┌─ PASSAGE FOR REVIEW

4.    I questioned my scary thoughts.  My underlying thought, the one that was making my heart palpitate and my fists clench, was: “We are in danger right this very second!”  I asked, “Is this true?”  And the answer is, Who the heck knows?  We could be, for sure.  But then any of us could be in danger at any minute of any day.  But what I know right now is that I am sitting in my apartment with running water, electricity, heat, and very fast internet.  My loved ones are safe.  We are getting the best information we know how to get.  So I choose to live in the blissful sense of safety that most of us inhabit when we’re not acutely aware that the sky could fall at any moment.  Believing that I am safe is no more arbitrary, at this particular moment in time, than believing that I am in danger, but it feels a lot better and it makes me more insightful, more courageous, and more wise.  It lets me think more creatively and compassionately.  And all those things, paradoxically, will work to keep me and the ones I love safe.  If I am in real physical danger, my system will flood with adrenaline and I will be able to act on the terror I’ve been feeling and suppressing these last two days.  I will run, or fight, or negotiate, or do whatever I need to do.  Until then, I choose to keep breathing deep, calming breaths (Thanks, Terry DeMeo) and asking myself, “Is that scary thought even true?”

└─
┌─ EXTRACTED ENTRIES

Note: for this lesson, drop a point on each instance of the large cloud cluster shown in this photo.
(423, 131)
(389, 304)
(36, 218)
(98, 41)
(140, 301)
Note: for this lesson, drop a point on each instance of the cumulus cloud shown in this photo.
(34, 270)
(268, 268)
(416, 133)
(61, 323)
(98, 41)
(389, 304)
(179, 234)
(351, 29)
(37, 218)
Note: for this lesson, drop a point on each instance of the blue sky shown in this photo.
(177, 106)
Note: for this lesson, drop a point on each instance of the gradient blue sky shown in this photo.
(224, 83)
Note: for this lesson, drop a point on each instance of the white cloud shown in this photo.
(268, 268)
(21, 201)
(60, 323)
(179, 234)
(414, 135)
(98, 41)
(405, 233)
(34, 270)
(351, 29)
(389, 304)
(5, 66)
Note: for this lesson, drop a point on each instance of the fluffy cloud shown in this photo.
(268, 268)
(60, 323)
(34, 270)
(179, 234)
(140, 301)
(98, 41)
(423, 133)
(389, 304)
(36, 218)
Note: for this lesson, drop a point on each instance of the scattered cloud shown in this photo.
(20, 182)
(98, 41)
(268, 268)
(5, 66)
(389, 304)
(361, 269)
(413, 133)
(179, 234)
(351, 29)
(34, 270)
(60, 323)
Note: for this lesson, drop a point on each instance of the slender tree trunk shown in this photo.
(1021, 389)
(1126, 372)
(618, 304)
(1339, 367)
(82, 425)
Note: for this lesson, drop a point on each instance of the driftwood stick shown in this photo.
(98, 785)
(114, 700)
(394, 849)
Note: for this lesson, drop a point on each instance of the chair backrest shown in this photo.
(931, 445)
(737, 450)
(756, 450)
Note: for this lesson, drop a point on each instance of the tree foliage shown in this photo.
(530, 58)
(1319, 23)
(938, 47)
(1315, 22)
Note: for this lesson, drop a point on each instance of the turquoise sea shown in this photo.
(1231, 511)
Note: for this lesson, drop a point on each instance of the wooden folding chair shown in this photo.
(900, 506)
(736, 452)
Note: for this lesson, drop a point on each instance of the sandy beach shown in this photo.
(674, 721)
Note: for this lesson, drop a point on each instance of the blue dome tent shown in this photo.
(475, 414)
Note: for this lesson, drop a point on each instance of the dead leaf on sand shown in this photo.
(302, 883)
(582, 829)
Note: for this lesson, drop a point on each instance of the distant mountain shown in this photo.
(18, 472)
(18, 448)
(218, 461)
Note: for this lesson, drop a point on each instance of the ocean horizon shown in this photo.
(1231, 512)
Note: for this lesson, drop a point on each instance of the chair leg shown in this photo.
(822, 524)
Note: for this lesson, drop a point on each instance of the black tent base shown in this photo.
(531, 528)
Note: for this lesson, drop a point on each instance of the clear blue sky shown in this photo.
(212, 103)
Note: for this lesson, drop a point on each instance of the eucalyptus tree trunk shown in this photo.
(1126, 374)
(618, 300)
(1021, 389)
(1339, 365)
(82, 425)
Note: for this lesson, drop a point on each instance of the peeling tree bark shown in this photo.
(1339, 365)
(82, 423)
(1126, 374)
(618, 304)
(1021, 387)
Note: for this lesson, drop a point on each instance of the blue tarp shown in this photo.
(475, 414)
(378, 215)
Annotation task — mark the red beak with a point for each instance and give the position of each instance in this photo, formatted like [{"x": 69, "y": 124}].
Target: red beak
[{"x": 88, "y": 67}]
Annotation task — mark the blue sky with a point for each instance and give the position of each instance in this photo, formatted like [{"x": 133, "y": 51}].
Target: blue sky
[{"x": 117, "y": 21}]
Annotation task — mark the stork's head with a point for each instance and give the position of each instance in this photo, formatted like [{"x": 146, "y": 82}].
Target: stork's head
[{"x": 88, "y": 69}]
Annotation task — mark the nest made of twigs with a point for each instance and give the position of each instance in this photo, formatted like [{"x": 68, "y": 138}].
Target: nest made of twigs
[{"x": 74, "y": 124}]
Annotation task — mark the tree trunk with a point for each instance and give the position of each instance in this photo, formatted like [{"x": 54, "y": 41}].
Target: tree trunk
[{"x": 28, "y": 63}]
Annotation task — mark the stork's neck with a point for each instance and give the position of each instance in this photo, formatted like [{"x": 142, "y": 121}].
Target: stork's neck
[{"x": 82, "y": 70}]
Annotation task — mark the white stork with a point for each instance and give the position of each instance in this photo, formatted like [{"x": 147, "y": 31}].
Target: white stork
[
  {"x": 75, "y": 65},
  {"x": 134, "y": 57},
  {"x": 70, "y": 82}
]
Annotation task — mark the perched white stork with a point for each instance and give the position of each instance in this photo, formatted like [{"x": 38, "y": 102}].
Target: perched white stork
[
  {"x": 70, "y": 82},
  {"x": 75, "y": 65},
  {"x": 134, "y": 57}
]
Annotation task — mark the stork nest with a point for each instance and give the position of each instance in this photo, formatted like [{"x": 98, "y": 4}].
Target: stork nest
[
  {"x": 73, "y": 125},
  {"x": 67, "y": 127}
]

└─

◆ TASK SET
a – In the passage on questioning scary thoughts, what underlying thought was making the writer's heart palpitate and fists clench?
b – List each thing the writer names as being available in the apartment, according to the passage on questioning scary thoughts.
c – Carry the passage on questioning scary thoughts forward from its last sentence, keeping the same voice.
The entries have nothing to do with the passage on questioning scary thoughts.

◆ ANSWERS FOR THIS EXERCISE
a – "We are in danger right this very second!"

b – Running water, electricity, heat, and very fast internet.

c –
5.    I took constructive action.  I made up a backpack full of emergency items and our important paperwork.  Maybe your constructive action is making a phone call or getting something checked out.  Maybe it’s opening the scary envelope or looking at your online balance.  You’ll feel better if you just do it, I promise.

6.    I let my body release.  Because I was with my daughter during the most frightening part of the quake (lying on the floor of our 16th-floor apartment as it pitched and creaked like a ship in a storm), I spent significant energy holding it together for her.  We talked a bit about how scared we both were, and she seemed okay, but later she had a major sobbing meltdown about something inconsequential.  Then she was perky again.  Little kids are very wise that way.  I waited until I was alone in bed that night to sob and shudder.  With each heave of my shoulders and shuddering quaking tremble, I let some of my fear and tension release.  Animals tremble and shudder to shake off trauma; we need to do it too, even when the trauma is only visible to us.  

7.    I consciously flooded myself with beauty.  I listened to music that makes me want to move my body and heal the world.  For me this means Christine Kane, The Dixie Chicks, and other things too embarrassing to write here.  I also bought flowers today, a big gorgeous bouquet of them, in a flagrant act of flipping the bird at fate.  I am buoyed and nourished by their blooming faces as I make my way through my home.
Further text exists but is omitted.